Reproduce the data below line for line without any changes, leaving out the pictures.

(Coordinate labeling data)
○ ○ ○ ○ ○ ○ ○
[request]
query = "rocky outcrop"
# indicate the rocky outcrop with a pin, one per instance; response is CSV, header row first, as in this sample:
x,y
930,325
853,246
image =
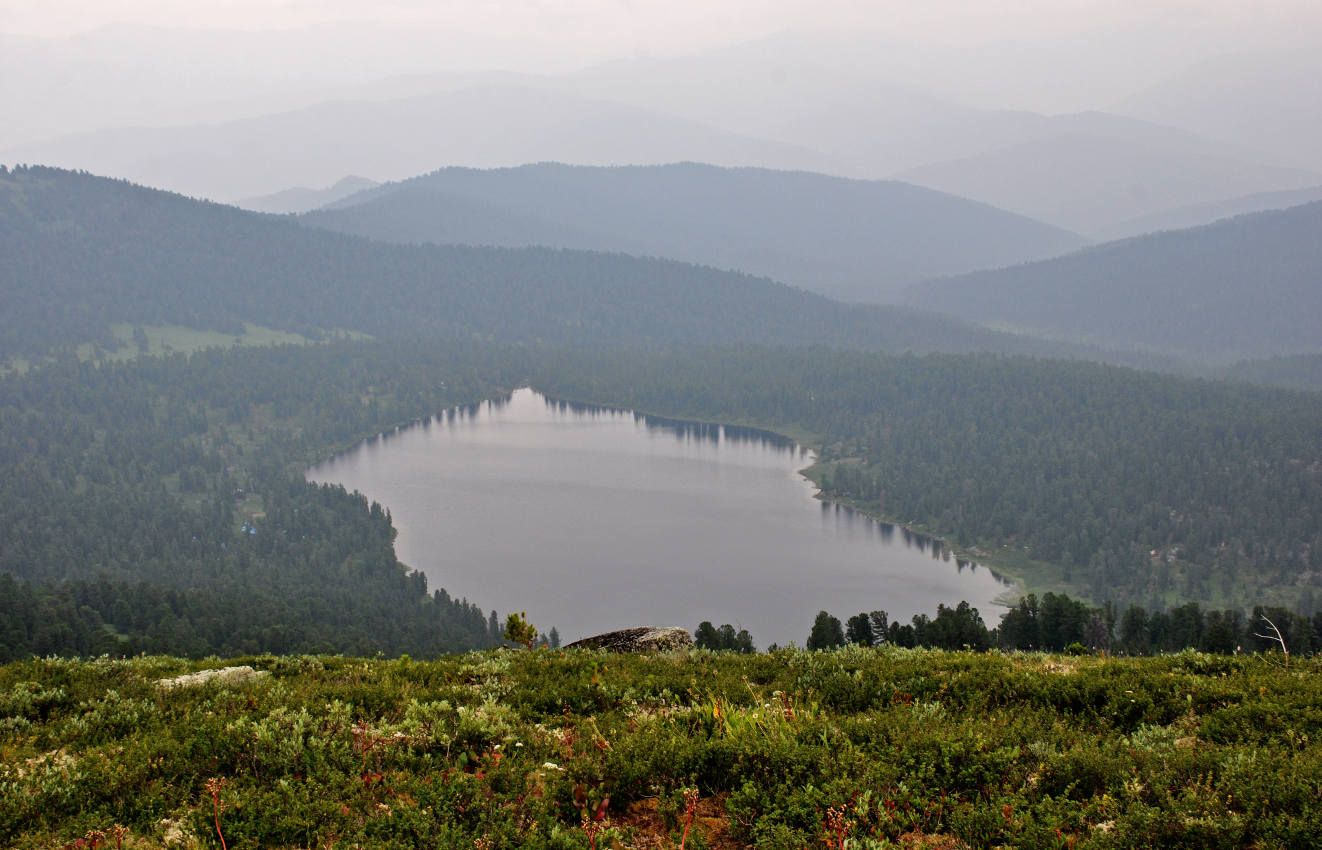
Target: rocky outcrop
○ ○ ○ ○ ○ ○ ○
SOLVED PROBLEM:
[request]
query = "rocky outcrop"
# indicate the rocky outcrop with a pin, one per instance; response is CSV, header row first, as in this sample:
x,y
930,325
853,246
image =
Target: rocky outcrop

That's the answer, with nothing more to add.